Rescued miner: 'There was no way out'
JOHNSTOWN, Pennsylvania (CNN) -- Some of the nine coal miners rescued from a flooded shaft reflected on their brush with death Monday following the weekend's dramatic end to their ordeal.
"There were times I didn't think we were coming [back]," John Unger, one of the miners who survived 77 hours trapped underground, told CNN.
"The first time the water broke through -- I've never seen anything with so much rage in my entire life," he said. "There was no way out."
He credited "the best people in the mining business" for planning and executing the miners' successful rescue.
Six miners -- Dennis J. Hall, Harry B. Mayhugh, Robert Pugh, John Phillippi, Ron Hileman and Mark Popernack -- were released from area hospitals Sunday afternoon.
Unger and another miner, Randy Fogle, were released Monday from Memorial Medical Center here. Only Thomas Foy was still hospitalized Monday night.
Foy was among five miners who expressed gratitude for their rescue during a news conference at the hospital Monday afternoon.
"I came to thank everybody that was out there and helped us and prayed for us," Foy said. "Not for no story, no fame, no glory."
From a wheelchair, the mechanic-electrician for Black Wolf Coal Co. added, "That's the only reason we're here. We can't thank you enough."
Their motivation during the long hours in the dark was simple, Foy said: "We just wanted to survive, and that was it."
Their ordeal began late Wednesday night, when more than 50 million gallons of water started pouring into their mine from a hole in a wall that led to another, long-abandoned, flooded mine.
Badly drawn maps had led them to believe the other mine was hundreds of yards away.

----------------------------------------

ASSIGNMENT = Extract the stretch of the article on the rescued coal miners from "Their motivation during" through "long-abandoned, flooded mine.", copying it word for word.

DATASET EXTRACT =
----------------------------------------

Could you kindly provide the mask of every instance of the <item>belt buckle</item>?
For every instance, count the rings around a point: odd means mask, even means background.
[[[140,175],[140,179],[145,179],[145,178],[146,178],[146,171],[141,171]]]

----------------------------------------

RESULT FOR THIS EXERCISE =
Their motivation during the long hours in the dark was simple, Foy said: "We just wanted to survive, and that was it."
Their ordeal began late Wednesday night, when more than 50 million gallons of water started pouring into their mine from a hole in a wall that led to another, long-abandoned, flooded mine.